Dataset records:
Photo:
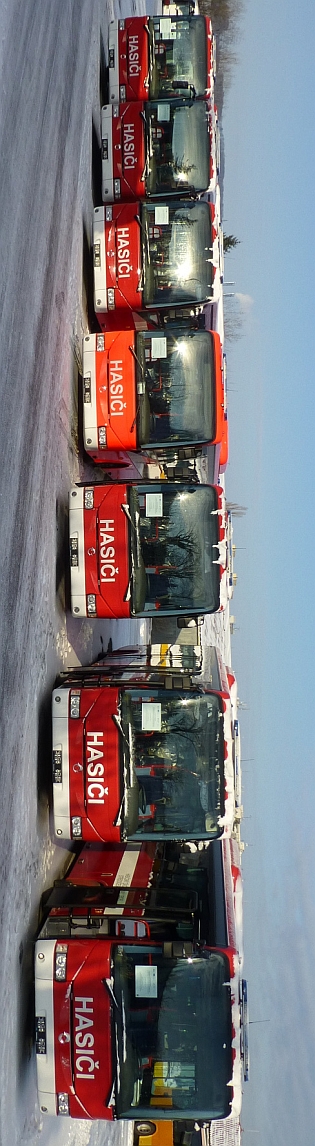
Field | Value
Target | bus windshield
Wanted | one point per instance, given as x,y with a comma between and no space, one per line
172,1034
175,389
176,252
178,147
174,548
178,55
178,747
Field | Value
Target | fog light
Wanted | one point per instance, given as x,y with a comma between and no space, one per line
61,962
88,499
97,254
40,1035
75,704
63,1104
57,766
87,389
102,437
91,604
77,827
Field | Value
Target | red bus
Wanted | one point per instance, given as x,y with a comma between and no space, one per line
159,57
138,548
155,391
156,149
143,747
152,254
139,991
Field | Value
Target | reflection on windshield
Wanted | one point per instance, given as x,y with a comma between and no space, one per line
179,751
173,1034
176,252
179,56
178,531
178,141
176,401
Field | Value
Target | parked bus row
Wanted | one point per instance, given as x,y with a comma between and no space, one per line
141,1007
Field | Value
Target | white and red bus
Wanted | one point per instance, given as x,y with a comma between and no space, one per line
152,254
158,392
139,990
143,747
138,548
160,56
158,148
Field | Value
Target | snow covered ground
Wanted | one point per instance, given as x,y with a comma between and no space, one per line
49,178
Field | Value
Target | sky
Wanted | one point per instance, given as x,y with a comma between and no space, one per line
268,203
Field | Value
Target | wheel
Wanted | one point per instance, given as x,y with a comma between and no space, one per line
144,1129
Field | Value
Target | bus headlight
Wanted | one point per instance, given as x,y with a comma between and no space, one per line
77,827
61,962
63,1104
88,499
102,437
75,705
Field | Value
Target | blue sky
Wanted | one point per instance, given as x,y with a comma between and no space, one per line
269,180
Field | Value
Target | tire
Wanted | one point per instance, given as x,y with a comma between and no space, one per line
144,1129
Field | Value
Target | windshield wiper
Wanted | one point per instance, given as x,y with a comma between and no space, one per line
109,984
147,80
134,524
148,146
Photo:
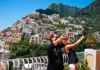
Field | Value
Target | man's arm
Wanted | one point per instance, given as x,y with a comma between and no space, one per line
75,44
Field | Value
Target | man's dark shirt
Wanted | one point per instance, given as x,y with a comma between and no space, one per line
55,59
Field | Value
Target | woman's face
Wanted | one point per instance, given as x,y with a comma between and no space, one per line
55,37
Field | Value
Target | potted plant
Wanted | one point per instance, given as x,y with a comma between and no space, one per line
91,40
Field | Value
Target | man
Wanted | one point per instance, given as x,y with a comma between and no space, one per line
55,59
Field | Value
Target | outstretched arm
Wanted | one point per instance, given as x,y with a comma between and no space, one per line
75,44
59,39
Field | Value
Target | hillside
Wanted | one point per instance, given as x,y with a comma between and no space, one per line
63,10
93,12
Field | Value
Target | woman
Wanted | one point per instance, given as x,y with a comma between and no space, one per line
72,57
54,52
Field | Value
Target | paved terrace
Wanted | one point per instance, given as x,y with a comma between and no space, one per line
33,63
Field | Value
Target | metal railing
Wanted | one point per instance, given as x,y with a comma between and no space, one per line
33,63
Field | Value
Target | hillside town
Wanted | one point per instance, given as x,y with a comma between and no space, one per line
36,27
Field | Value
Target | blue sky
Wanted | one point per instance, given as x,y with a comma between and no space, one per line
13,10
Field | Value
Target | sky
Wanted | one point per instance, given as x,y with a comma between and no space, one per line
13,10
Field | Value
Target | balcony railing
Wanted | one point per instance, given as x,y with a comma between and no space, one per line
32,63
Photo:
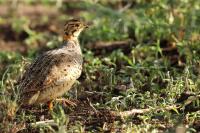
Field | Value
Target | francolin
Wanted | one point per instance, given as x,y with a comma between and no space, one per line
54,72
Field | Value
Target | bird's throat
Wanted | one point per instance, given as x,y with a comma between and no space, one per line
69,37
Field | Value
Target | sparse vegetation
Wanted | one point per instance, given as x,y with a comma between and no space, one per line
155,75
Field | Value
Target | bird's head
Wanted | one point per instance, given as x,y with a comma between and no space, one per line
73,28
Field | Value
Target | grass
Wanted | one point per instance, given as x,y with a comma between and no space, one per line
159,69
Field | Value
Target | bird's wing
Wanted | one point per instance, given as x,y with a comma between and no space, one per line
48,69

--

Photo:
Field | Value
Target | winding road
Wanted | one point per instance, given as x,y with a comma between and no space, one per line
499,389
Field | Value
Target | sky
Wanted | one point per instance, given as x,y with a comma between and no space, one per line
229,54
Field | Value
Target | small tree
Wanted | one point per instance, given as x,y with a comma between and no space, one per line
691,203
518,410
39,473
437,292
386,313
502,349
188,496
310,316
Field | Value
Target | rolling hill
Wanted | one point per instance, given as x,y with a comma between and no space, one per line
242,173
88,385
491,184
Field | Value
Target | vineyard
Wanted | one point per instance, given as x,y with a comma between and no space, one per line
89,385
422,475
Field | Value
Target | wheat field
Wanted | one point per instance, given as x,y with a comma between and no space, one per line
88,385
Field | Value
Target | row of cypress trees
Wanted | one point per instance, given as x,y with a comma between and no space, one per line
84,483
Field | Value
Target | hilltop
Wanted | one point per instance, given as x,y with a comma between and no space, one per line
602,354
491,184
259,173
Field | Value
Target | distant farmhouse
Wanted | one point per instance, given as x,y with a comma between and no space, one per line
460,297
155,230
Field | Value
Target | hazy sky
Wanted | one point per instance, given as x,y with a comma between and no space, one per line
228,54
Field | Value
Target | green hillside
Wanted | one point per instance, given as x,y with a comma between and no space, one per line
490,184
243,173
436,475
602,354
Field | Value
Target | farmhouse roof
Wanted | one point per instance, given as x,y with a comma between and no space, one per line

WHAT YOU ARE ASKED TO DO -> Locate each line in the rows above that contains the string "hillside" and copy those lines.

ANSWER TO THIS PROBLEM ->
Target | hillside
Target | hillside town
Target | green hillside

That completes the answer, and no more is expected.